**Problem 1**
Using the runsheet abstract, explain why the archives held by services that switched to electronic reporting are said to cause an effective loss of data.
**Problem 2**
In the runsheet abstract, recast the paragraph beginning "Methods: After each scan was aligned" as a short bulleted list that keeps its main facts.
**Problem 3**
Carry on the abstract about extracting data from paper runsheets, starting right after its final sentence.

**Document section**

Data resuscitation – extracting machine-readable information from a million paper runsheets using computer vision and human ingenuity
Verma, A; Blanchard, IE; Potvin, G; Buckeridge, D; de Montigny, L
Introduction: Traditionally, paramedics documented clinical information on paper “runsheets.” Some services continue to use paper, while others that have transitioned to electronic reporting have archives that are not machine-readable. The result is the effective loss of data invaluable for research and quality improvement, especially to assess temporal changes. In the case of one Canadian EMS system, 1 031 346 scanned runsheets have been archived for the 2015–2020 period, of which only 20% have been processed by human abstractors. Processing the remaining files would require 7.8 person-years at a cost of $230 000.
Objective: To describe the process and estimate the cost and accuracy of extracting vital signs and clinical interventions from digital images of runsheets using machine-learning (ML).
Methods: After each scan was aligned to a baseline image using computer-vision algorithms, the sections showing vital signs (25 freehand boxes and 65 checkboxes) and paramedical interventions (51 checkboxes) were cropped out. We manually labeled the checkbox images for 1000 random runsheets, and used a human-in-the-loop strategy to label the vital sign images. Using 80% of the human-labeled data, we fit a multi-label convolutional neural network (CNN) to the possible recorded values for each of the vital signs, and one single-label CNN for checkboxes. We used the remaining 20% of data to measure accuracy.

**Data section**
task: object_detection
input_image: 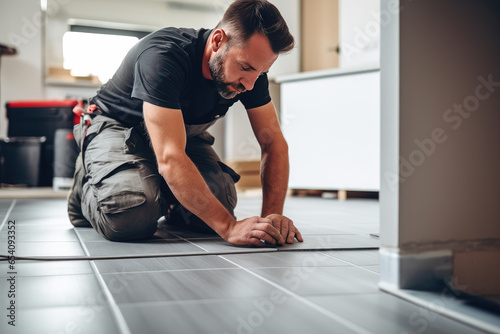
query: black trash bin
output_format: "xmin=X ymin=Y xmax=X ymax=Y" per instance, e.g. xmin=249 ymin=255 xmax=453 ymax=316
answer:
xmin=52 ymin=129 xmax=80 ymax=191
xmin=0 ymin=137 xmax=46 ymax=187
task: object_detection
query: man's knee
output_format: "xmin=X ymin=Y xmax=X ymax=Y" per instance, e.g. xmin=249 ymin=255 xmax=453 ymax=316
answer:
xmin=86 ymin=164 xmax=163 ymax=241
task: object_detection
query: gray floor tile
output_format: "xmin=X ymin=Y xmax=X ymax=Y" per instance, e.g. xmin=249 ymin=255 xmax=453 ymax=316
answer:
xmin=403 ymin=288 xmax=500 ymax=333
xmin=120 ymin=296 xmax=356 ymax=334
xmin=16 ymin=241 xmax=85 ymax=256
xmin=308 ymin=292 xmax=482 ymax=334
xmin=0 ymin=229 xmax=78 ymax=243
xmin=188 ymin=239 xmax=277 ymax=253
xmin=251 ymin=266 xmax=379 ymax=296
xmin=0 ymin=306 xmax=120 ymax=334
xmin=224 ymin=251 xmax=349 ymax=268
xmin=361 ymin=266 xmax=380 ymax=275
xmin=0 ymin=260 xmax=93 ymax=277
xmin=279 ymin=234 xmax=380 ymax=251
xmin=294 ymin=219 xmax=359 ymax=235
xmin=95 ymin=255 xmax=235 ymax=274
xmin=85 ymin=240 xmax=202 ymax=256
xmin=99 ymin=269 xmax=273 ymax=303
xmin=322 ymin=250 xmax=379 ymax=266
xmin=2 ymin=219 xmax=73 ymax=232
xmin=0 ymin=274 xmax=106 ymax=308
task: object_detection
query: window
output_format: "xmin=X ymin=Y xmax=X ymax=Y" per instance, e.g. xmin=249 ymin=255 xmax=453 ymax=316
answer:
xmin=63 ymin=31 xmax=139 ymax=83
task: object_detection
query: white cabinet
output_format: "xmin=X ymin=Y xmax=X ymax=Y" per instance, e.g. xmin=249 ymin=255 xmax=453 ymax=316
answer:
xmin=276 ymin=68 xmax=380 ymax=191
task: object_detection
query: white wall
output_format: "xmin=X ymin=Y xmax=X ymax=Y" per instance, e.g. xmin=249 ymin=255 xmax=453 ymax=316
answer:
xmin=339 ymin=0 xmax=380 ymax=68
xmin=0 ymin=0 xmax=44 ymax=136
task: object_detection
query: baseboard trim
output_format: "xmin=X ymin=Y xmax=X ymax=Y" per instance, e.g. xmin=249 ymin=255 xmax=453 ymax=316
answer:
xmin=379 ymin=282 xmax=500 ymax=333
xmin=380 ymin=247 xmax=453 ymax=290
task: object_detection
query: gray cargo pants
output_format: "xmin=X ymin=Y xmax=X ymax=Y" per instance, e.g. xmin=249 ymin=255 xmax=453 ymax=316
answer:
xmin=69 ymin=115 xmax=239 ymax=241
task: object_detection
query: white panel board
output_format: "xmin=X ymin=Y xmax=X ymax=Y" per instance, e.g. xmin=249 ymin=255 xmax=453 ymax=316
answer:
xmin=281 ymin=71 xmax=380 ymax=191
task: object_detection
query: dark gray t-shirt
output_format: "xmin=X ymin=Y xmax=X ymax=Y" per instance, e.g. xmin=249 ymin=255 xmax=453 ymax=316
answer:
xmin=92 ymin=28 xmax=271 ymax=126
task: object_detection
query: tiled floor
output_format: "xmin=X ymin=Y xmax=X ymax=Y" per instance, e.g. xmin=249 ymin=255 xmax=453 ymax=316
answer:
xmin=0 ymin=197 xmax=492 ymax=334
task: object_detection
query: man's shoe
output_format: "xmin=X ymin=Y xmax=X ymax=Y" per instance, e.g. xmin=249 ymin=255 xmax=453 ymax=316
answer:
xmin=68 ymin=153 xmax=92 ymax=227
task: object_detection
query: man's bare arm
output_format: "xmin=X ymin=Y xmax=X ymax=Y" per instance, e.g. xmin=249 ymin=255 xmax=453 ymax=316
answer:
xmin=143 ymin=102 xmax=283 ymax=245
xmin=247 ymin=102 xmax=303 ymax=243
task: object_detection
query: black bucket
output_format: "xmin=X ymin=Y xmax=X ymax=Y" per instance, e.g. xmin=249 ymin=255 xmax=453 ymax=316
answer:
xmin=0 ymin=137 xmax=45 ymax=187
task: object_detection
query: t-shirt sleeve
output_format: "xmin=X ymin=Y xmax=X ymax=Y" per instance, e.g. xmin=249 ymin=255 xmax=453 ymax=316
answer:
xmin=240 ymin=74 xmax=271 ymax=109
xmin=131 ymin=45 xmax=189 ymax=109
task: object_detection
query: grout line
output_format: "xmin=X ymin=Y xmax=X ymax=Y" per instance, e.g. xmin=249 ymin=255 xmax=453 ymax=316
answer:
xmin=235 ymin=210 xmax=380 ymax=235
xmin=102 ymin=267 xmax=239 ymax=276
xmin=219 ymin=255 xmax=371 ymax=334
xmin=318 ymin=252 xmax=380 ymax=276
xmin=73 ymin=229 xmax=131 ymax=334
xmin=168 ymin=227 xmax=376 ymax=334
xmin=0 ymin=199 xmax=17 ymax=231
xmin=169 ymin=231 xmax=208 ymax=253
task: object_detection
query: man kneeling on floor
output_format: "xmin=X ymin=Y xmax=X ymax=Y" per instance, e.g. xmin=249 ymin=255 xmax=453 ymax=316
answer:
xmin=68 ymin=0 xmax=303 ymax=245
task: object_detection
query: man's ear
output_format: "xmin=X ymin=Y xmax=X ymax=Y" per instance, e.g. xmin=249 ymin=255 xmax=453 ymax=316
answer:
xmin=212 ymin=28 xmax=227 ymax=52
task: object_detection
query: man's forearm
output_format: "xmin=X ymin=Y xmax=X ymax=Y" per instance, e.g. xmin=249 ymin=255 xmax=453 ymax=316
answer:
xmin=160 ymin=154 xmax=234 ymax=238
xmin=261 ymin=144 xmax=290 ymax=217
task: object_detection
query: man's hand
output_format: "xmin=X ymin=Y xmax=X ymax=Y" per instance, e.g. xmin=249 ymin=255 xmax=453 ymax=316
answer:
xmin=266 ymin=213 xmax=304 ymax=244
xmin=224 ymin=217 xmax=285 ymax=246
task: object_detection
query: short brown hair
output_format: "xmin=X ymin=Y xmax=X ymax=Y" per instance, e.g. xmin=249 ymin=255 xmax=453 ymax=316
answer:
xmin=217 ymin=0 xmax=295 ymax=54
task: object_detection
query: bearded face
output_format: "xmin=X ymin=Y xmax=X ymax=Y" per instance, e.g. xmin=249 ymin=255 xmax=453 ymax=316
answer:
xmin=208 ymin=44 xmax=245 ymax=100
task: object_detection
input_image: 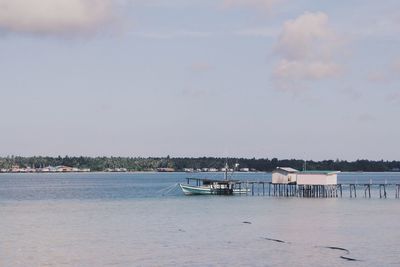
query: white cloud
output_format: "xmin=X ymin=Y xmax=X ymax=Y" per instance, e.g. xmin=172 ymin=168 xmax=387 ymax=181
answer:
xmin=0 ymin=0 xmax=114 ymax=34
xmin=273 ymin=12 xmax=340 ymax=89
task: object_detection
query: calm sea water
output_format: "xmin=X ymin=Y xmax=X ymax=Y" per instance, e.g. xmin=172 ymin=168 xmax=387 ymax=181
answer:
xmin=0 ymin=173 xmax=400 ymax=267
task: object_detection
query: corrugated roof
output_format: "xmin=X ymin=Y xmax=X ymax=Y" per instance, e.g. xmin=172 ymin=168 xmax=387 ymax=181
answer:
xmin=277 ymin=167 xmax=299 ymax=172
xmin=300 ymin=170 xmax=340 ymax=175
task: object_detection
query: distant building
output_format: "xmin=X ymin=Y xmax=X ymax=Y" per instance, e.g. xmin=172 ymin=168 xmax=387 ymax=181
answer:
xmin=272 ymin=167 xmax=339 ymax=185
xmin=272 ymin=167 xmax=299 ymax=184
xmin=297 ymin=171 xmax=339 ymax=185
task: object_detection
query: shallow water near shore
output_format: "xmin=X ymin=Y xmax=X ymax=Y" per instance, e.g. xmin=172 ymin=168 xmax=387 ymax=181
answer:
xmin=0 ymin=173 xmax=400 ymax=266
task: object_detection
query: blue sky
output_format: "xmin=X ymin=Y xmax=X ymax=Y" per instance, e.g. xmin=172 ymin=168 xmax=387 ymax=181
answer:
xmin=0 ymin=0 xmax=400 ymax=160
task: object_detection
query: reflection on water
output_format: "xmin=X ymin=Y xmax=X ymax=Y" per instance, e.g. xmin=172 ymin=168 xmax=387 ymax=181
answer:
xmin=0 ymin=174 xmax=400 ymax=266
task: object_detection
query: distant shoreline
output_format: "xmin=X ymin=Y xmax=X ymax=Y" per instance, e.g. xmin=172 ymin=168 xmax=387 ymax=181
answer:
xmin=0 ymin=156 xmax=400 ymax=173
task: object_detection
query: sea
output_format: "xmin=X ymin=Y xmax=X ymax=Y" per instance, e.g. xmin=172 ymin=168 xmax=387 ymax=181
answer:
xmin=0 ymin=172 xmax=400 ymax=267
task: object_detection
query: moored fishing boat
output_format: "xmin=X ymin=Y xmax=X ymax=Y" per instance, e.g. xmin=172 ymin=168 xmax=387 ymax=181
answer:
xmin=179 ymin=162 xmax=250 ymax=195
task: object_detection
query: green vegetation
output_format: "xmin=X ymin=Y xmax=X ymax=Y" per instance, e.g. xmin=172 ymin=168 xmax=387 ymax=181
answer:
xmin=0 ymin=156 xmax=400 ymax=172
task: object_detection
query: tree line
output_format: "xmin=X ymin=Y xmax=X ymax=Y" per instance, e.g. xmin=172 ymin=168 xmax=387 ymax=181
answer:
xmin=0 ymin=156 xmax=400 ymax=172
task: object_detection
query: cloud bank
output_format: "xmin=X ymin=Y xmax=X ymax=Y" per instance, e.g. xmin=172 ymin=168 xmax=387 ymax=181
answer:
xmin=273 ymin=12 xmax=340 ymax=90
xmin=0 ymin=0 xmax=114 ymax=35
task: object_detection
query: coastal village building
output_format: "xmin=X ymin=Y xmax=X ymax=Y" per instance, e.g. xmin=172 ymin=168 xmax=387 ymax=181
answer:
xmin=297 ymin=171 xmax=339 ymax=185
xmin=272 ymin=167 xmax=299 ymax=184
xmin=272 ymin=167 xmax=339 ymax=185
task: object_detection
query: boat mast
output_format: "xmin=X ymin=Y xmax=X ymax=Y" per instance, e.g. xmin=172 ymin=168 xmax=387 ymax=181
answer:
xmin=225 ymin=158 xmax=228 ymax=180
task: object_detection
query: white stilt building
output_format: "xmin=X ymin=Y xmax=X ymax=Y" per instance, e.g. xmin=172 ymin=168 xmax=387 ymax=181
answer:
xmin=272 ymin=167 xmax=299 ymax=184
xmin=272 ymin=167 xmax=339 ymax=185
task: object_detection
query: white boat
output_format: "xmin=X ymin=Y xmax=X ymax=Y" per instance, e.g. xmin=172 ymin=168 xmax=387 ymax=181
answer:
xmin=179 ymin=183 xmax=250 ymax=195
xmin=179 ymin=164 xmax=250 ymax=195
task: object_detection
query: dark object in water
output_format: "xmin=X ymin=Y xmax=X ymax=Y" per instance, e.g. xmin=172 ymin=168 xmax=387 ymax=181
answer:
xmin=323 ymin=246 xmax=359 ymax=261
xmin=264 ymin=237 xmax=286 ymax=243
xmin=340 ymin=256 xmax=359 ymax=261
xmin=325 ymin=247 xmax=350 ymax=254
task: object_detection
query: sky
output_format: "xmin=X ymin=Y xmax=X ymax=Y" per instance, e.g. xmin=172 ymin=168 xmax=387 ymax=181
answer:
xmin=0 ymin=0 xmax=400 ymax=160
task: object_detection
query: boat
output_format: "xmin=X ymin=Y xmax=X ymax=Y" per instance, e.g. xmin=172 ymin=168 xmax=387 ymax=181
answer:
xmin=179 ymin=164 xmax=250 ymax=195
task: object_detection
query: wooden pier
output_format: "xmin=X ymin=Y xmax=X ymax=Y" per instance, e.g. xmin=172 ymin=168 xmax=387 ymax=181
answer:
xmin=236 ymin=181 xmax=400 ymax=199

**Response area 1**
Those archives are not machine-readable, so the clinical information in them cannot readily be used. That information is invaluable for research and quality improvement, especially for assessing changes over time.

**Response area 2**
- Each scan was aligned to a baseline image with computer-vision algorithms.
- The vital-sign sections (25 freehand boxes, 65 checkboxes) and the paramedical-intervention sections (51 checkboxes) were cropped out.
- Checkbox images from 1000 random runsheets were labeled manually. Vital-sign images were labeled with a human-in-the-loop strategy.
- 80% of the human-labeled data was used to fit a multi-label CNN to the possible recorded values for each vital sign and one single-label CNN for checkboxes.
- The remaining 20% was used to measure accuracy.

**Response area 3**
Results: The project was completed in four months at a cost of $29 000. The full process was implemented in an automated, reusable pipeline (Apache Airflow); image preparation took 24 hours of computation, while fitting each model took 5.5 hours. Vital-sign digits were extracted with an accuracy of 96–99% depending on the vital sign. Excluding empty boxes (nearly always correctly classified), checkbox accuracy was 99%.
Conclusion: It is feasible to efficiently and accurately extract machine-readable data from handwritten numbers and checkboxes from paper-based runsheets. The process did not require specialized hardware, but did require expertise in ML and in EMS data collection. The project did not process other sections of the runsheet, such as chief complaint, which will be the focus of future research.